--- Text passage Enclosed Below ---

But I have known Brooklyn. My father’s trips to Ebbetts Field, the neighborhood and park my mother knew as a child. I know about my grandfather’s glass company, and the Knights of Columbus council where he was a Grand Knight before becoming State Deputy for New York. I know there’s a room at that council with his name above the door. I can tell you of St Ephraim’s where my father went to school and Our Lady of Angels where I was baptized. There used to be a butcher shop owned by my great-grandfather, and another owned by his father who came with his brothers from Germany. 
At this point it starts to feel like an ancestral home, if we only go back to the 1850’s. How far back must we trace our DNA before we can call it an “ancestral home”? Most of my blood flows from Ireland, a good deal from England, only then does Germany enter the mix right next to Italy, with a spot from Spain as well. “Where are you from?” can be a complicated question for anyone, more so perhaps for Americans.

--- End of Enclosed Text passage ---
--- Provided records Enclosed Below ---

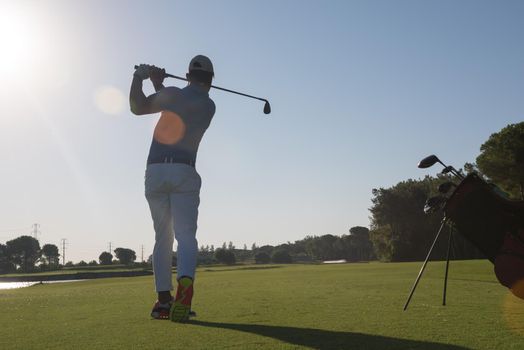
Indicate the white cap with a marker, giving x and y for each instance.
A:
(202, 63)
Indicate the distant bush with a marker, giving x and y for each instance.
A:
(105, 258)
(262, 258)
(225, 256)
(7, 267)
(281, 257)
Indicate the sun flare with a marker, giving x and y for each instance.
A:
(20, 42)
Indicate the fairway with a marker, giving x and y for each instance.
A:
(348, 306)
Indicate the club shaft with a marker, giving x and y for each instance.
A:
(220, 88)
(447, 266)
(424, 265)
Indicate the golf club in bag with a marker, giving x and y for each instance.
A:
(481, 213)
(267, 106)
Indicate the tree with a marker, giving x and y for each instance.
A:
(400, 231)
(6, 266)
(262, 258)
(24, 251)
(363, 248)
(281, 256)
(125, 256)
(225, 256)
(502, 159)
(51, 255)
(105, 258)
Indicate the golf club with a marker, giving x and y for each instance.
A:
(267, 106)
(432, 159)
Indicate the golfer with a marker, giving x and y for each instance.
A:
(172, 184)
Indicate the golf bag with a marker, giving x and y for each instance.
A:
(494, 224)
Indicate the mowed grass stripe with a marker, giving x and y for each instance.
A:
(348, 306)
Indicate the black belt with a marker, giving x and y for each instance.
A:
(171, 160)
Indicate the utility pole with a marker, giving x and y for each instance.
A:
(63, 250)
(35, 231)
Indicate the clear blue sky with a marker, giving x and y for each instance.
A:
(360, 91)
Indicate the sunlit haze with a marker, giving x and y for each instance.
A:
(360, 91)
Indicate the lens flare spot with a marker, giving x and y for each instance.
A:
(110, 100)
(513, 309)
(518, 289)
(170, 128)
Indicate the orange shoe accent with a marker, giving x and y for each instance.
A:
(181, 307)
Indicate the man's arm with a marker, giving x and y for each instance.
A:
(139, 103)
(157, 76)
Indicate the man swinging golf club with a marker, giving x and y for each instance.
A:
(172, 184)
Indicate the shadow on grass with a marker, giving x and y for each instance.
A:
(329, 340)
(243, 268)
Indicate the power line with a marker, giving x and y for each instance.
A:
(35, 230)
(64, 240)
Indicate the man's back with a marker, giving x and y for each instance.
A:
(186, 115)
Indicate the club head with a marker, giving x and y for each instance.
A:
(447, 169)
(428, 161)
(433, 204)
(445, 187)
(267, 108)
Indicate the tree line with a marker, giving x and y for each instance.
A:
(399, 229)
(24, 254)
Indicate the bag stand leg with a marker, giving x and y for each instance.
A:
(424, 265)
(447, 266)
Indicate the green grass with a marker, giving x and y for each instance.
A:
(77, 269)
(350, 306)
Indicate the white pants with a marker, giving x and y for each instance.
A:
(173, 193)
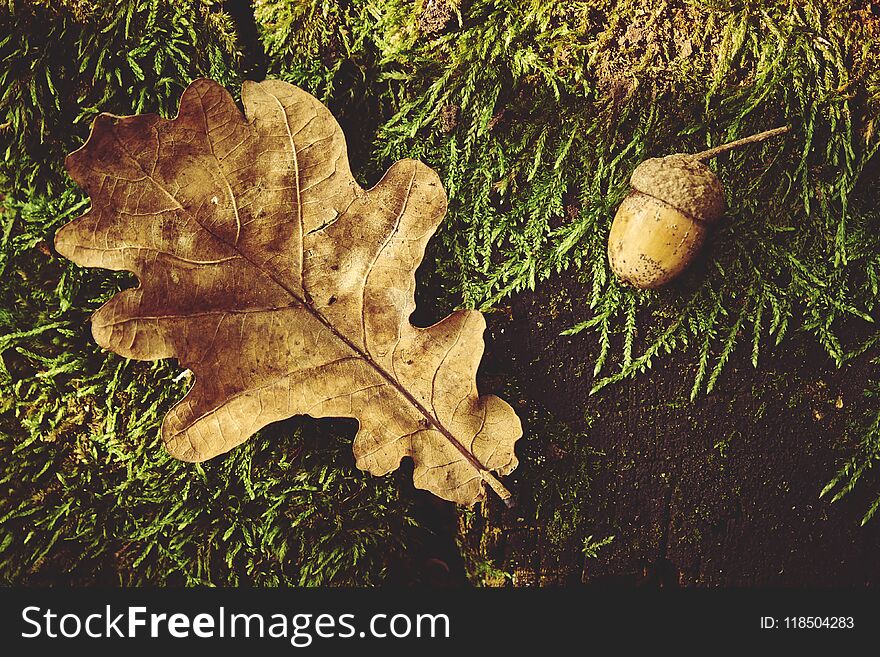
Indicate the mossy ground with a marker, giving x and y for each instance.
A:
(534, 115)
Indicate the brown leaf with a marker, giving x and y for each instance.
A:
(283, 285)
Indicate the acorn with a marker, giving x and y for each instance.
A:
(662, 223)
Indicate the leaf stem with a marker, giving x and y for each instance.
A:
(708, 154)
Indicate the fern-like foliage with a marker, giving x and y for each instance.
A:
(865, 457)
(66, 60)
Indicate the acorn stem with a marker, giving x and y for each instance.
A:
(708, 154)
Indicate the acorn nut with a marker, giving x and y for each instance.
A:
(663, 221)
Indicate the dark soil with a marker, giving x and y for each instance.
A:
(722, 491)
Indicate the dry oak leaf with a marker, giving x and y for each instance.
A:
(283, 285)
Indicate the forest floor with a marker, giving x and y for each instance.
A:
(721, 491)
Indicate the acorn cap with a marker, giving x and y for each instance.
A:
(683, 182)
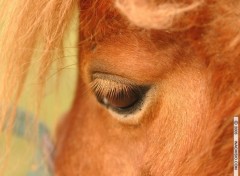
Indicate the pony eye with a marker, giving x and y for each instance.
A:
(123, 101)
(120, 95)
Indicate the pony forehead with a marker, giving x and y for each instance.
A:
(100, 18)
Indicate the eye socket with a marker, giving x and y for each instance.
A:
(123, 101)
(120, 97)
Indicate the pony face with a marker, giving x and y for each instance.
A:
(145, 102)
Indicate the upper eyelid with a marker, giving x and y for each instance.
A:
(104, 87)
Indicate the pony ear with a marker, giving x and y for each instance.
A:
(148, 15)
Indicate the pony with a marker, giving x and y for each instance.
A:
(158, 82)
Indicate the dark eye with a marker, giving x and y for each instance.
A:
(118, 94)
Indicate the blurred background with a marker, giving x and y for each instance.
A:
(57, 100)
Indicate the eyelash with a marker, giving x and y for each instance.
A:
(117, 91)
(114, 92)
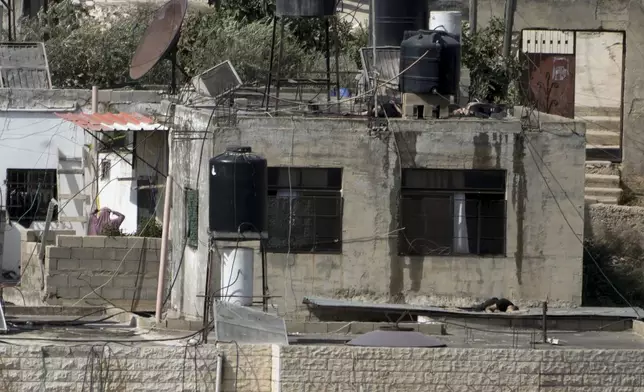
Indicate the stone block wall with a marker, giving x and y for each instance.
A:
(174, 367)
(99, 270)
(342, 368)
(112, 367)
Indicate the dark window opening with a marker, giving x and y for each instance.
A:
(106, 168)
(192, 217)
(29, 192)
(305, 212)
(452, 212)
(112, 140)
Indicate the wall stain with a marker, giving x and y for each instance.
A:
(497, 148)
(519, 199)
(396, 262)
(482, 152)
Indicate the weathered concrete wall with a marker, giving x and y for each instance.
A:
(620, 15)
(622, 227)
(151, 368)
(338, 368)
(543, 254)
(122, 271)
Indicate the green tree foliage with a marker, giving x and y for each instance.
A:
(85, 51)
(493, 77)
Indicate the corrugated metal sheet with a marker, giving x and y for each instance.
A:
(113, 122)
(634, 312)
(548, 41)
(24, 65)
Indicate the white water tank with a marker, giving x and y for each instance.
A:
(237, 275)
(449, 21)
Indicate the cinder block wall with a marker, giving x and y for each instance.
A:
(31, 277)
(122, 271)
(342, 368)
(112, 367)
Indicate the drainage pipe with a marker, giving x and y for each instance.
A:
(164, 245)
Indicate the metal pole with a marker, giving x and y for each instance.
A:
(207, 303)
(262, 247)
(164, 245)
(544, 321)
(373, 63)
(279, 67)
(94, 99)
(473, 16)
(510, 5)
(328, 60)
(270, 66)
(337, 60)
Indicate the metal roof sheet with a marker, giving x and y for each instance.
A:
(113, 122)
(24, 65)
(623, 312)
(396, 339)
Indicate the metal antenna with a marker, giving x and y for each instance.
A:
(375, 72)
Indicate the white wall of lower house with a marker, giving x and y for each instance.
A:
(116, 188)
(35, 140)
(134, 186)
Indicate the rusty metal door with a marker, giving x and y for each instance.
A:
(551, 83)
(549, 73)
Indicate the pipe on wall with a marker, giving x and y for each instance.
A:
(164, 246)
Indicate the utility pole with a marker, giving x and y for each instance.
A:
(473, 17)
(373, 63)
(510, 5)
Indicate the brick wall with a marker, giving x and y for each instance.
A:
(81, 368)
(121, 271)
(341, 368)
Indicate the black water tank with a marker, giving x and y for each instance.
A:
(438, 71)
(238, 192)
(305, 8)
(424, 76)
(450, 64)
(393, 18)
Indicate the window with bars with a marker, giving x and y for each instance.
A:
(453, 212)
(192, 217)
(29, 192)
(305, 211)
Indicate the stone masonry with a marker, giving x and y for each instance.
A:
(122, 271)
(171, 367)
(341, 368)
(117, 368)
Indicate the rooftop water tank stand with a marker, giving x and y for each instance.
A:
(324, 9)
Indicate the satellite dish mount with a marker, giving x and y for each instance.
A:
(160, 41)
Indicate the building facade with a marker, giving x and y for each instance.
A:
(608, 88)
(439, 212)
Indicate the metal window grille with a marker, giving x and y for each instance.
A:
(106, 166)
(192, 217)
(28, 194)
(435, 225)
(310, 210)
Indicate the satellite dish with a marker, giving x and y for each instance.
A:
(160, 39)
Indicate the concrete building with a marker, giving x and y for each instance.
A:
(36, 149)
(608, 90)
(387, 223)
(46, 157)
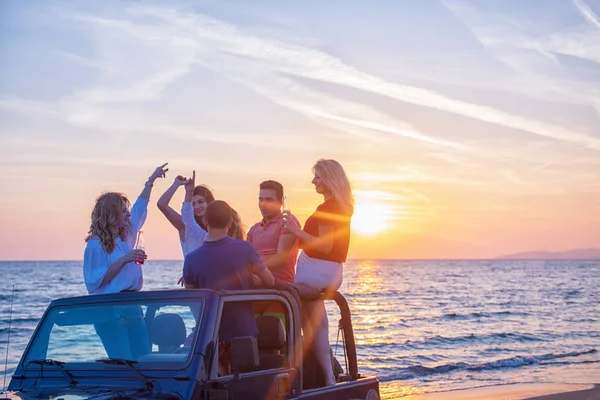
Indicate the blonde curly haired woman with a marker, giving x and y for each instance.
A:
(324, 242)
(109, 258)
(109, 267)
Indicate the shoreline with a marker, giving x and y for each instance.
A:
(517, 391)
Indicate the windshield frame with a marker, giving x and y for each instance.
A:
(174, 297)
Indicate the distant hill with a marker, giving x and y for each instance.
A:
(577, 254)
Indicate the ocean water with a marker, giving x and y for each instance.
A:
(420, 326)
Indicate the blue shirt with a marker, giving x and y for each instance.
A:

--- End of Enclosed Provided records ---

Questions to answer >>
1. Repeat the passage about Brooklyn word for word, from "At this point" to "perhaps for Americans.".
2. Answer these questions using the passage about Brooklyn:
(a) What position did the grandfather hold at the Knights of Columbus council before becoming State Deputy for New York?
(b) Where was the writer baptized?
(c) From which country does most of the writer's blood flow?
3. Pick up the passage about Brooklyn after its final sentence and keep writing it.

Results in order >>
1.
At this point it starts to feel like an ancestral home, if we only go back to the 1850’s. How far back must we trace our DNA before we can call it an “ancestral home”? Most of my blood flows from Ireland, a good deal from England, only then does Germany enter the mix right next to Italy, with a spot from Spain as well. “Where are you from?” can be a complicated question for anyone, more so perhaps for Americans.

2.
(a) Grand Knight
(b) Our Lady of Angels
(c) Ireland

3.
Last week my son and I were at the docks in Deltaville when someone asked him how long he has lived there. “All my life,” he answered, which is pretty much true since he was three when we moved to our home. I’m certain he will never say, “I’m from Sentara Norfolk General Hospital,” or even Virginia Beach, where for a couple of years we walked everywhere together. Then the man turned to me and asked how long I have lived there, in Deltaville. “All his life,” I said. That’s pretty much true. 
Except for college, I haven’t lived in New York for forty-five years. I’ve lived outside of New York for three times longer than I ever lived there. 
“Where are you from?” Geez, New York, Virginia, Arizona, Massachusetts, Pennsylvania, Virginia–again.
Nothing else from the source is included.